> _Set tasks_:
**A)** Answer these questions about the journal entry, one per line:
(i) What does the writer say caused the distraction from doing an update?
(ii) Where did the writer go after the fiasco with the mum on Monday?
(iii) Which exams does the writer say they no longer care about?
**B)** Write out the part of the journal entry starting with "Anyways, before i" and going on through "update, so ...".

Anyways, before i was distracted my my rebellious journal (obviously an angst-ridden teenage jourrnal...mabey this was the computer equivelint of dying its hair, just to piss off it's parents) i did come on here with the intention of doing an update, so ...

ah, poo. Dont you just hate parents sometimes? well, after the whole fiasco with my mum on monday, I went round to Sofi's house and had a cry on her shoulder. But i cant help thinking that i've let her down (my mum that is, not Sof). I know that i probably shouldnt, i mean, i dont think i've acted differently from how any one else would if they were in my situation, but she still making me feel guilty, as if its somehow my fault. Which is what i really what what i dont need right now. It hurts even more that theres still stuff i havent told her, that i havent told anyone, and as a consequence, they could all be in for a big shock soon. I wish i could tell someone, but its so hard, especially as i dont fully understand whats going on. Of course, then theres the worry about how people will react and how they would treat me if they knew. And no doubt someone will read this and think "oh shes not saying whats acually wrong, shes just acting really dramatic when theres probably nothing that serious wrong. What an attention seeker" but you know what? i dont really give a shit any more. Not about school, not about my AS levels, not about my future, not about myself. Not about anything anymore. Fuck it, sometimes i wish i was never born.

> _Supplied records_:

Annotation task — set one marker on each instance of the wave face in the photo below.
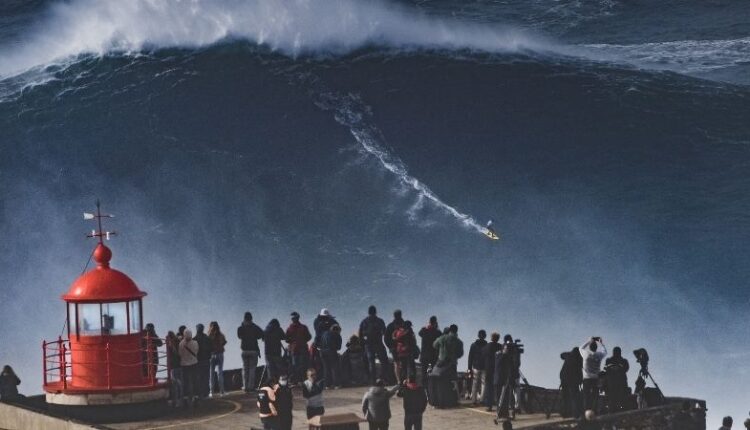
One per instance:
(273, 155)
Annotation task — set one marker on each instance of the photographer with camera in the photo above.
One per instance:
(507, 374)
(592, 355)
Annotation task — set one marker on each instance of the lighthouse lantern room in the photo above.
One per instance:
(107, 359)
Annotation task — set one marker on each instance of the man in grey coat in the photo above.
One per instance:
(376, 405)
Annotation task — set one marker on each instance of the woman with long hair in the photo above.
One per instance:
(218, 340)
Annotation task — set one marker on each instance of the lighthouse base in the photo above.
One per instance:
(110, 407)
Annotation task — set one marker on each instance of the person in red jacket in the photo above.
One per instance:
(297, 336)
(404, 346)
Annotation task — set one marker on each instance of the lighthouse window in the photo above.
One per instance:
(135, 316)
(90, 319)
(114, 318)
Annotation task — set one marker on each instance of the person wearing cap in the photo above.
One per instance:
(284, 403)
(376, 405)
(297, 336)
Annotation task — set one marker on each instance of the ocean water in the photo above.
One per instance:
(292, 155)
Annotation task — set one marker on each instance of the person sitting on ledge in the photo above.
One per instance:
(9, 383)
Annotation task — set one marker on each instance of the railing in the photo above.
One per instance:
(58, 367)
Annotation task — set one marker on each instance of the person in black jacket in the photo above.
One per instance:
(617, 380)
(428, 356)
(249, 333)
(507, 372)
(488, 355)
(204, 358)
(371, 332)
(284, 403)
(476, 366)
(571, 378)
(415, 403)
(329, 351)
(273, 335)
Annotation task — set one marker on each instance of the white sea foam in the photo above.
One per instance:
(293, 27)
(352, 113)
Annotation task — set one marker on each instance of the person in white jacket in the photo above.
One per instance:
(592, 352)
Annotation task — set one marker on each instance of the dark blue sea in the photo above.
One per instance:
(277, 155)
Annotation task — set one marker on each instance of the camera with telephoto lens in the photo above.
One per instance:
(641, 356)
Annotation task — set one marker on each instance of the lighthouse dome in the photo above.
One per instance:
(103, 284)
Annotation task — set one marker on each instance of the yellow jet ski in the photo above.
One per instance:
(490, 232)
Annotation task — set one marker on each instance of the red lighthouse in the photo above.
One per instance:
(107, 366)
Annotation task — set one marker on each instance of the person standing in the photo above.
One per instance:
(428, 356)
(204, 359)
(173, 361)
(9, 383)
(476, 367)
(330, 346)
(249, 333)
(312, 391)
(489, 393)
(371, 332)
(450, 348)
(415, 403)
(216, 362)
(405, 344)
(617, 380)
(571, 377)
(272, 338)
(592, 356)
(284, 403)
(507, 373)
(150, 344)
(269, 416)
(398, 322)
(189, 364)
(297, 336)
(726, 423)
(376, 405)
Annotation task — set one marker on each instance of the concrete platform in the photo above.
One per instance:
(238, 410)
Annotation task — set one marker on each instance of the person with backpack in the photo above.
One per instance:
(216, 362)
(330, 346)
(592, 355)
(476, 367)
(189, 363)
(404, 344)
(249, 334)
(297, 336)
(428, 356)
(376, 405)
(415, 403)
(204, 359)
(371, 332)
(267, 411)
(273, 335)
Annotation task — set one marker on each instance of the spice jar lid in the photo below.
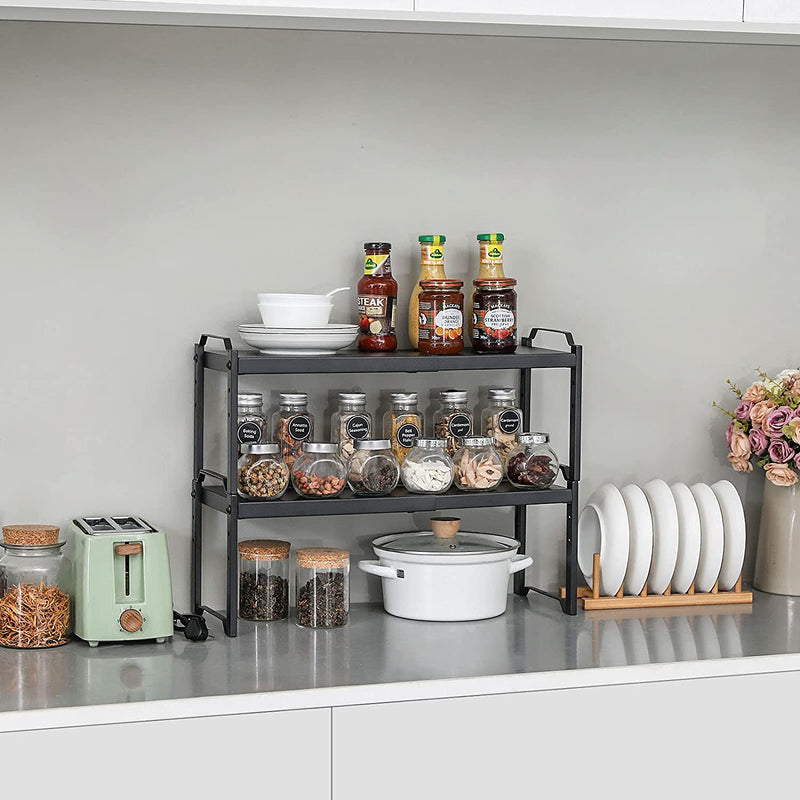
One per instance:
(36, 535)
(322, 557)
(264, 549)
(373, 444)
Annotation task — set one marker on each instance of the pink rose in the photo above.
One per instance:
(780, 474)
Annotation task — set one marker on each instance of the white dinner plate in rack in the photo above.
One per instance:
(688, 538)
(735, 533)
(603, 528)
(641, 538)
(665, 535)
(712, 537)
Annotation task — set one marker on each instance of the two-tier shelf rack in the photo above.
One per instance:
(215, 490)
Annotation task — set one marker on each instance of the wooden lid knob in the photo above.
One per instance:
(131, 620)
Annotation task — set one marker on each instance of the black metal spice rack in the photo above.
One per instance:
(221, 495)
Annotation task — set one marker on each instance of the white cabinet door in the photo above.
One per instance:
(772, 11)
(687, 10)
(278, 754)
(714, 738)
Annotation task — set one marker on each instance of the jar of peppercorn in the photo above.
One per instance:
(532, 464)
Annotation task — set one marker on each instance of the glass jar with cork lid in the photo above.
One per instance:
(322, 579)
(264, 579)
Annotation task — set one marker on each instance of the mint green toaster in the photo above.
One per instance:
(123, 588)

> _Expected answers_:
**A)**
(i) The writer's rebellious journal.
(ii) To Sofi's house.
(iii) The writer's AS levels.

**B)**
Anyways, before i was distracted my my rebellious journal (obviously an angst-ridden teenage jourrnal...mabey this was the computer equivelint of dying its hair, just to piss off it's parents) i did come on here with the intention of doing an update, so ...